Requirements:
Could you recast the records below as a numbered list with no blank lines, covering only everything from the line containing "shape [[349, 224]]." down to the line containing "[[272, 638]]", both included?

Entries from a dataset:
**********

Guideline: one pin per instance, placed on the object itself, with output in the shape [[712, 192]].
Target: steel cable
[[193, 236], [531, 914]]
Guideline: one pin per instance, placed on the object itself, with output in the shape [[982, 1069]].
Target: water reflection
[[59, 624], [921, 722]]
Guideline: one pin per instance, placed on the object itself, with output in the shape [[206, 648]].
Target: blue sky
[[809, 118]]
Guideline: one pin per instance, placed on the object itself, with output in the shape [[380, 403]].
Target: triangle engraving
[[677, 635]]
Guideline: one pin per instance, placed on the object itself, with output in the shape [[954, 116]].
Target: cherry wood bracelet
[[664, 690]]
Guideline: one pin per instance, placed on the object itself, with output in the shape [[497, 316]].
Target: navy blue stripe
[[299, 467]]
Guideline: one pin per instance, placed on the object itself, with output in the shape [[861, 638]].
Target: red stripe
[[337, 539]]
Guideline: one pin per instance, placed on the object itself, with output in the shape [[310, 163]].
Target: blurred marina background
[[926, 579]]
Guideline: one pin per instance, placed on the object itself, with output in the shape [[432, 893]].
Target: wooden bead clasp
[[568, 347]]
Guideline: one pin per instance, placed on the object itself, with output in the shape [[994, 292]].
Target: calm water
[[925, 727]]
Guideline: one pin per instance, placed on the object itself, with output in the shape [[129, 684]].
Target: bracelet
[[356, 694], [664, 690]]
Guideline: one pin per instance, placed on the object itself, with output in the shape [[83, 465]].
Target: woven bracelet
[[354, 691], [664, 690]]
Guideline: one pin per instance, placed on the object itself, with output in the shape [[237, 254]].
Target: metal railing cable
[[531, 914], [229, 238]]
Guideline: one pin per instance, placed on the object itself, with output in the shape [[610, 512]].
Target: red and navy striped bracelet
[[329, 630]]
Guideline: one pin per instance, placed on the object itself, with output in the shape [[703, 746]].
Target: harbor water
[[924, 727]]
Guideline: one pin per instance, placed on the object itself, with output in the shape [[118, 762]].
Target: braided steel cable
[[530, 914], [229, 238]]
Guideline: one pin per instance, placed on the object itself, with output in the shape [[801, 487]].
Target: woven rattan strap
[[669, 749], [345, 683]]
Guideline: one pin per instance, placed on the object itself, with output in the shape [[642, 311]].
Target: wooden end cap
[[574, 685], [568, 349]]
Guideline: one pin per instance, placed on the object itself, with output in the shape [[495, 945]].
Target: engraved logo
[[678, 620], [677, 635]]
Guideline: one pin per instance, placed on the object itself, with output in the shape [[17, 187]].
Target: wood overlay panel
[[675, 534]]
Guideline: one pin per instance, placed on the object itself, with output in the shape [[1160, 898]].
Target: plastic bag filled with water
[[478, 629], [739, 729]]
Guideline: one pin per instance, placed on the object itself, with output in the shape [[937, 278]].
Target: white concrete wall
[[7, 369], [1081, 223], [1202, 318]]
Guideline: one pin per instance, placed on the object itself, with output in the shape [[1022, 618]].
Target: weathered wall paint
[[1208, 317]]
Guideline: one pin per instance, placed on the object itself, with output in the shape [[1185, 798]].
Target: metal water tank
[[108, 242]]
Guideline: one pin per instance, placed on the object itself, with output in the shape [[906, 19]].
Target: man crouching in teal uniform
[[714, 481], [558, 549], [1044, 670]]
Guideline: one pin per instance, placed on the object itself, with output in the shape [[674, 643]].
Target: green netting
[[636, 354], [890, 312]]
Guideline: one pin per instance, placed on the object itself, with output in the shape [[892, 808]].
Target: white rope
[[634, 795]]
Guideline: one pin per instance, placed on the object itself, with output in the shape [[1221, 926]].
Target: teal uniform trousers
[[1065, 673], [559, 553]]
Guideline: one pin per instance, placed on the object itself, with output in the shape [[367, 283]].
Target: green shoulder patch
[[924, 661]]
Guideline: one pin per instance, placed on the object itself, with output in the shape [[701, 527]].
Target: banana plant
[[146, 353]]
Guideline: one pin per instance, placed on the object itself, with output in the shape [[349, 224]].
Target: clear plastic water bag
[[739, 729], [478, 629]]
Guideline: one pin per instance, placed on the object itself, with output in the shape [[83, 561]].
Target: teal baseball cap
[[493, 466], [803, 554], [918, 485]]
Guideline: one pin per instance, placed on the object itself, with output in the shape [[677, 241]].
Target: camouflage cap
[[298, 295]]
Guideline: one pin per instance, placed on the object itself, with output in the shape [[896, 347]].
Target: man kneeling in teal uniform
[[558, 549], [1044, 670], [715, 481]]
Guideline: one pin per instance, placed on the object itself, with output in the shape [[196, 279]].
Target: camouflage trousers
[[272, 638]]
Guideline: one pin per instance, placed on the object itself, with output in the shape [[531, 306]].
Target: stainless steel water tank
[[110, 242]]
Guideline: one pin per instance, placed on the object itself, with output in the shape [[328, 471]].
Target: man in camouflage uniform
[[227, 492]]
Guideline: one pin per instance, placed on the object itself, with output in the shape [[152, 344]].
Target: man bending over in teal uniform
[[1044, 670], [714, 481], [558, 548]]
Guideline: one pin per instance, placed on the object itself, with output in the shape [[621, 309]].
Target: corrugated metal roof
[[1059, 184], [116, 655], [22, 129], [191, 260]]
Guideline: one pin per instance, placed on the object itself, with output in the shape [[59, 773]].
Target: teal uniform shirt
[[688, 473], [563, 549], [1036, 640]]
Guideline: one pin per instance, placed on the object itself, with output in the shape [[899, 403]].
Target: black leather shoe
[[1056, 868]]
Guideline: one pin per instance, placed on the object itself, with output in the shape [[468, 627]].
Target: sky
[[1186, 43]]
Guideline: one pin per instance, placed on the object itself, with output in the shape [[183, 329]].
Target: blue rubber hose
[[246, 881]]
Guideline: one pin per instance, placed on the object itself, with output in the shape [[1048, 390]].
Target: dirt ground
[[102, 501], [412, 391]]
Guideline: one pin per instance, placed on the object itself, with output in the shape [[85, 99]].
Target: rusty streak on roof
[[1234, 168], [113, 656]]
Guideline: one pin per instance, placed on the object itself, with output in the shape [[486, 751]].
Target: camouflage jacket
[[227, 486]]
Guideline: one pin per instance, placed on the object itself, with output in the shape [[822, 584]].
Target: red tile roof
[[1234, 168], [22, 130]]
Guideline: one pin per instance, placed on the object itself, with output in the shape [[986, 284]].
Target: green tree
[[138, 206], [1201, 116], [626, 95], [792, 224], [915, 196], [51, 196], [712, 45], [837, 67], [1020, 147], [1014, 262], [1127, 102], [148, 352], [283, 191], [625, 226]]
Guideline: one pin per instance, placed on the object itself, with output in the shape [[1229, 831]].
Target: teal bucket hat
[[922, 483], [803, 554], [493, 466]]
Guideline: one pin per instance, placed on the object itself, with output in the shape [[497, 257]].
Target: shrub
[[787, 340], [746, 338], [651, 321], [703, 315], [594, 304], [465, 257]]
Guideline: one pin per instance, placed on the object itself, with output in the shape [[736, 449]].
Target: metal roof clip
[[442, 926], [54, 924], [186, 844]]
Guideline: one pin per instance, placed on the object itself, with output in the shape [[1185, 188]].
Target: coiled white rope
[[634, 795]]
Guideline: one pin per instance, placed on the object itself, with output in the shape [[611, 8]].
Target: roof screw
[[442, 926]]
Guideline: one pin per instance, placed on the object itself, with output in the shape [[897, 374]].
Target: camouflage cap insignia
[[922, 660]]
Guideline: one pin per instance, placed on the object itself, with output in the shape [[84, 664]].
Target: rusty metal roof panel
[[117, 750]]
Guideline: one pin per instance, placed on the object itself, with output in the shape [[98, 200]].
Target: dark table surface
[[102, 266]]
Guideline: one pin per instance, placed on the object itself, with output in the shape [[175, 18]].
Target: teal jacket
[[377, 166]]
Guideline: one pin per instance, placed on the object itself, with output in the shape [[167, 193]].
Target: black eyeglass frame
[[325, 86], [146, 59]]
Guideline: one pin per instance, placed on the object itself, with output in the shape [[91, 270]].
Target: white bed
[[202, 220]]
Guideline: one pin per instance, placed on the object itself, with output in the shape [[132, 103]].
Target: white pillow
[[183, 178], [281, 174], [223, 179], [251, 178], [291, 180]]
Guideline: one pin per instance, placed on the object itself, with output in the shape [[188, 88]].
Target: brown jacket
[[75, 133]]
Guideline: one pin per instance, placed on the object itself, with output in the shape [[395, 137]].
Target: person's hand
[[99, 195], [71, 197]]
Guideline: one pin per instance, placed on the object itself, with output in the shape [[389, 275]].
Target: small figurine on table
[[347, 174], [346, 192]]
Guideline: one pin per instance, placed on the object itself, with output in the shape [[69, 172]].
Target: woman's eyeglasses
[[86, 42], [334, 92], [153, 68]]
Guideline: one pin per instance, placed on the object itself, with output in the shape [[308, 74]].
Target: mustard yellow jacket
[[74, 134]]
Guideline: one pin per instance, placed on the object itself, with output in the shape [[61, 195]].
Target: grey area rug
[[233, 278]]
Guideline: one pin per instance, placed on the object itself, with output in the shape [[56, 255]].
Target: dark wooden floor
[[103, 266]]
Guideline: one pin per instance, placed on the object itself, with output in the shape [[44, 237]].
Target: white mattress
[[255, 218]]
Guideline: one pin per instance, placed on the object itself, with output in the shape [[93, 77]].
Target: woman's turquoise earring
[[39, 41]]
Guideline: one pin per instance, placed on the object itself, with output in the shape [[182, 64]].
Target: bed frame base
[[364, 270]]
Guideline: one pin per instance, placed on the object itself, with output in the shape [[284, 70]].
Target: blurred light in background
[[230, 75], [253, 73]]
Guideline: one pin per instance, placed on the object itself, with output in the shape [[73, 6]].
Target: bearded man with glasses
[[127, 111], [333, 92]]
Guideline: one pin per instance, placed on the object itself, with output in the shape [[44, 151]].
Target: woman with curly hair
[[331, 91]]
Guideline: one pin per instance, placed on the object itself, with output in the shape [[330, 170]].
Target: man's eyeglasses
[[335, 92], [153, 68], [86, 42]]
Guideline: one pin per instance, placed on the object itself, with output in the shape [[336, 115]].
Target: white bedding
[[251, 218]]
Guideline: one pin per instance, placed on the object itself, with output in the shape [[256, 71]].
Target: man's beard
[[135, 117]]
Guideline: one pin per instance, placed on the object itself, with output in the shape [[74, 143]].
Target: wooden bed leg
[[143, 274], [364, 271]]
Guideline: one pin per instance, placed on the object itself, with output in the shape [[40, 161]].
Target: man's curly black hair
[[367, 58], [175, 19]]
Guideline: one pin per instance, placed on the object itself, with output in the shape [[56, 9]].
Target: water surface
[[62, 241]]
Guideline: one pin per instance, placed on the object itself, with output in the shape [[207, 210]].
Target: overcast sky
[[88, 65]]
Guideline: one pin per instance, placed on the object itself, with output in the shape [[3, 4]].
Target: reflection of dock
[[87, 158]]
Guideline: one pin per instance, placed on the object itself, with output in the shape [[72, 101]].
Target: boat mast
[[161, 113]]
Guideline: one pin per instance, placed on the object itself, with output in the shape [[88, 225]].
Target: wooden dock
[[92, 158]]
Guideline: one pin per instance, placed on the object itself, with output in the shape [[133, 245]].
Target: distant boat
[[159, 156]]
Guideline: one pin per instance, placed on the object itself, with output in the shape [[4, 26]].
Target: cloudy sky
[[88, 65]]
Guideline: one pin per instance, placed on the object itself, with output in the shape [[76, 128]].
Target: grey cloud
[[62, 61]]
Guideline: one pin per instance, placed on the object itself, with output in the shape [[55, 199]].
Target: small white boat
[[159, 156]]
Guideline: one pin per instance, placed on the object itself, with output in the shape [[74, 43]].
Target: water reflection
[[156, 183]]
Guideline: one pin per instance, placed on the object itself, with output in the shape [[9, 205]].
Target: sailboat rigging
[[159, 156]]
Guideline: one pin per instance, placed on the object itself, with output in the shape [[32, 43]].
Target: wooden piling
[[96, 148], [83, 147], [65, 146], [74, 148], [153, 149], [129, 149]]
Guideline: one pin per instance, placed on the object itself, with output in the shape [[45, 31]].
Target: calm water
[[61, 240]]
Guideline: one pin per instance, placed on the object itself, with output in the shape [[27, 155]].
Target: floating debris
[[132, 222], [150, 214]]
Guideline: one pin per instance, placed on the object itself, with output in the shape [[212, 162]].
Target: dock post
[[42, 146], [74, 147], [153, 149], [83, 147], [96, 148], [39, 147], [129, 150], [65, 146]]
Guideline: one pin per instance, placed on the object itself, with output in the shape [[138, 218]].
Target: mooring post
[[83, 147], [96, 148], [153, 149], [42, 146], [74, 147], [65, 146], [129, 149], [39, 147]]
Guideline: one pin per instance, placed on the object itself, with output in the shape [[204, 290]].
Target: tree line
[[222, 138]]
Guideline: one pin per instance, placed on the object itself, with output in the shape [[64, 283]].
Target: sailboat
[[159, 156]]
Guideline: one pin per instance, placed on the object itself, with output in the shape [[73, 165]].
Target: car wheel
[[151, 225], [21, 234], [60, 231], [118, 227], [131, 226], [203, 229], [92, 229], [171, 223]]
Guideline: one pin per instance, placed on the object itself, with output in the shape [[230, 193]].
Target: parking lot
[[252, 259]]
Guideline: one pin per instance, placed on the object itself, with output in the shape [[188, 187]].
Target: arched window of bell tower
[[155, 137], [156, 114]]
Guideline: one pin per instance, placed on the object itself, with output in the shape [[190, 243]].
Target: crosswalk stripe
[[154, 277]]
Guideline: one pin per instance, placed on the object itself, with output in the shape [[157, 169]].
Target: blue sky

**********

Solved problem:
1. Guideline: one pin per instance, placed on the object itself, with output in the shape [[349, 224]].
2. Target: clear plastic water bag
3. [[739, 729], [478, 629]]
4. Guideline: one pin per instance, placed on the object itself, with output in the shape [[83, 561]].
5. Target: teal baseball cap
6. [[493, 466], [803, 554], [918, 485]]
7. Guideline: one pin per instance, placed on the object itself, with output in the shape [[677, 241]].
8. Target: camouflage cap
9. [[298, 295]]
10. Guideline: one pin per instance, placed on the object itself, with output in the shape [[896, 347]].
11. Target: man kneeling in teal uniform
12. [[558, 549], [1044, 670], [715, 481]]
13. Guideline: one pin per instance, placed on the object itself, with output in the shape [[196, 279]].
14. Target: camouflage trousers
15. [[272, 638]]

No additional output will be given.